→ PROBLEM STATEMENT: Repeat every one of the lines below word for word, with nothing changed.

-------- RAW RECORDS

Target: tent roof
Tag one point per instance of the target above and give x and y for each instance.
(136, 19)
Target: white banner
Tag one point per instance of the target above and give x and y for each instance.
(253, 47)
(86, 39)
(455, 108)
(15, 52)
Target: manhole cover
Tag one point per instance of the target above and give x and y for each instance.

----------------

→ COMPLETE OUTPUT:
Target: tent roof
Tag one point per instance of the target above and give x and y for each instance.
(136, 19)
Target: white banner
Tag one point per instance of the target above and give x and y for each instance.
(253, 47)
(86, 39)
(455, 108)
(15, 52)
Target: manhole cover
Tag one point per instance of the target above and give x and y for each instance.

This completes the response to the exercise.